# [引用文]

= = = =

日本人のアートに対する「歪んだ意識」

東京の初台で開催されているジュリアン・オピーの作品展に出かけてきました。人気の作家で、日本ではGMO創業者の熊谷正寿さんのコレクションでも知られています。

展示は広いスペースにゆったりと作品が置かれていて、数は多くはありませんが、じっくりと鑑賞することができます。平日の午後に出かけたせいか、空いていて贅沢な空間を味わうことができました。

念のため書いておくと、写真の右側は作品で、左側は作品ではなく会場警備の方です(笑)。

オピーの作品は、個人で購入することもできます。人気の作家さんなので、かなり価格は上がっていますが、数百万円で買えるものもあります。

それぞれの作品を見ながら、「これは買ったらいくらするのだろう」と考えていました。購入することを前提に、あれこれ想像しながら鑑賞するのは楽しいものです。

ところが、多くの日本人はこのような話をすると、あまり良い気分にならないようです。アートとは美術館で鑑賞するものであって、それに値段を付けるのは不謹慎だと思っているからです。

= = = =

(ボックス注釈データの各行)
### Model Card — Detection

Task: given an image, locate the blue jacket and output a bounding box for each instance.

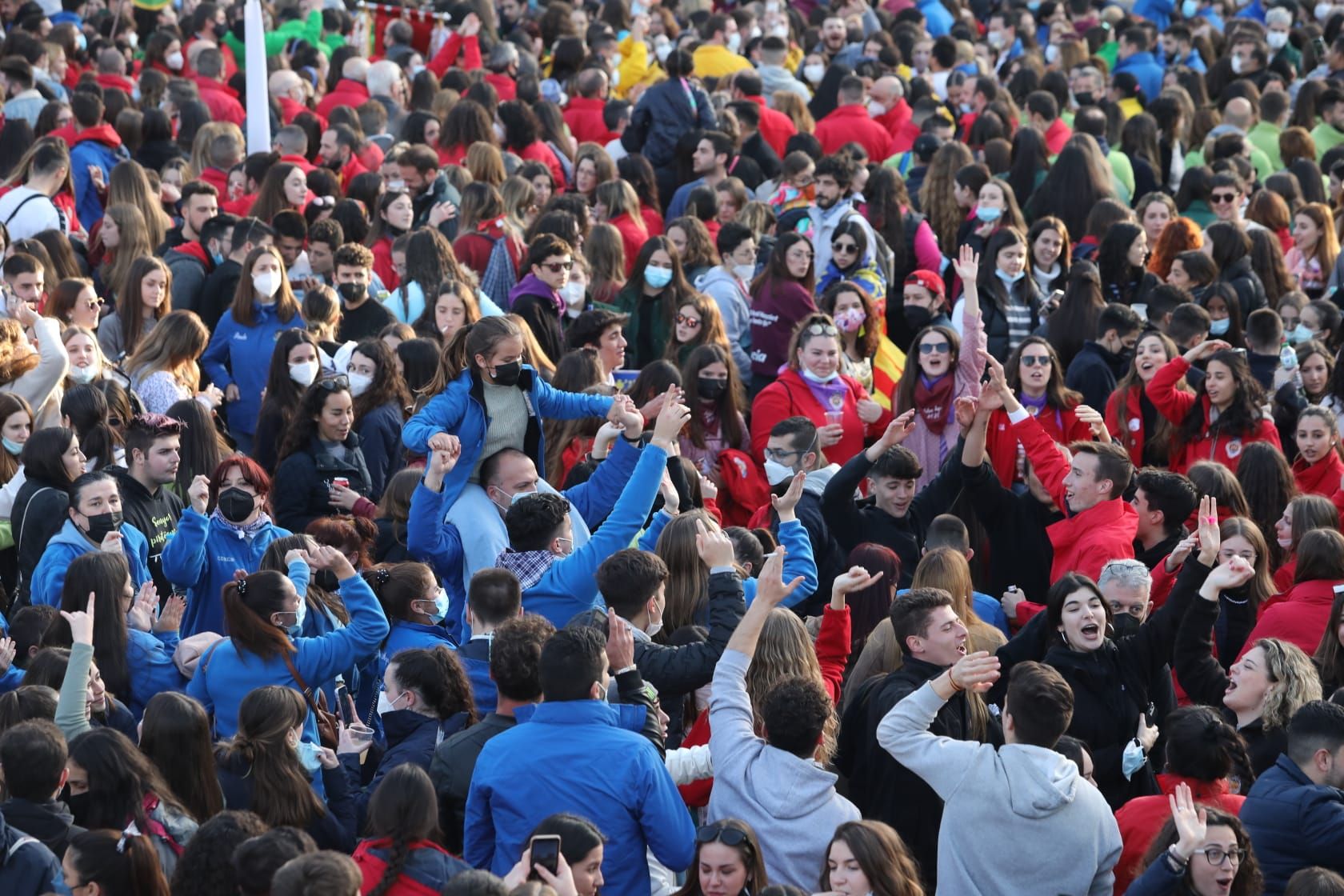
[406,439,640,642]
[355,402,406,501]
[1113,51,1162,102]
[162,506,291,636]
[402,364,611,508]
[1241,754,1344,896]
[122,629,187,718]
[462,700,695,896]
[200,305,306,435]
[187,574,387,743]
[28,517,149,607]
[502,445,668,629]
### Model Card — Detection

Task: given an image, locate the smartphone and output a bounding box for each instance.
[527,834,561,880]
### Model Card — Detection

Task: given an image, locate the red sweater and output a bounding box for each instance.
[1146,358,1282,473]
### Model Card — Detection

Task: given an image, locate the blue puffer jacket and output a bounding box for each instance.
[28,518,149,607]
[462,698,695,896]
[1241,754,1344,896]
[162,506,291,642]
[187,574,387,743]
[200,305,304,435]
[402,364,611,508]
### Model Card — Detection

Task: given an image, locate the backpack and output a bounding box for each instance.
[480,234,518,308]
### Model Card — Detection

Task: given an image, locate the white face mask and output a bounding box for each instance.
[253,270,279,298]
[289,362,317,386]
[346,372,374,398]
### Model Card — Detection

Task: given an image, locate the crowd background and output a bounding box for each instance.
[0,0,1344,896]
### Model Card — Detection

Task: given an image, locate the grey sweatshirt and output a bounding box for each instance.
[707,650,854,894]
[882,682,1121,896]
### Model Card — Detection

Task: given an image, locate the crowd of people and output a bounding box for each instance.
[0,0,1344,896]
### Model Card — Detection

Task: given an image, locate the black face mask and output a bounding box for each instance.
[494,362,523,386]
[85,510,122,544]
[219,488,257,522]
[695,376,729,400]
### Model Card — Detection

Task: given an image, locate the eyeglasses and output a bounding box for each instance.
[1198,849,1246,868]
[695,823,747,846]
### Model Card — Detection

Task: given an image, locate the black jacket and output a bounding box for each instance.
[821,439,961,588]
[270,433,368,532]
[634,572,747,747]
[836,657,996,894]
[110,466,182,601]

= = = =

# [やるべきこと]
日本人のアートに対する意識を論じた文章を、最後の一文の後から書き継いでください。

# [以下が回答]
海外のアート愛好家の考え方は、日本とは随分違うと聞きました。

切手やコインと同じように美術品をコレクションしたり、アート作品を投資対象として捉えたり、あるいは富の蓄積手段と考えたりしているのです。

好きなアートであれば、わざわざ美術館に出かけるより、自分の家でいつでも自由に見られた方が良いに決まっています。有名画家の有名作品は美術館に行かなければ見られませんが、日常生活にアートがあれば、豊かな毎日が送れるのです。

アート作品もマーケティングやプロモーションの方法によって価値が変わってくるのは、一般の商品と同じです。有名アーティストがハイブランドとコラボレーションするのも、アートのブランド化の一環と考えることもできます。

日本でもアートに興味を持つ人が増えるにつれ、アートに対する「歪んだ意識」が変わっていけば良いなと思いました。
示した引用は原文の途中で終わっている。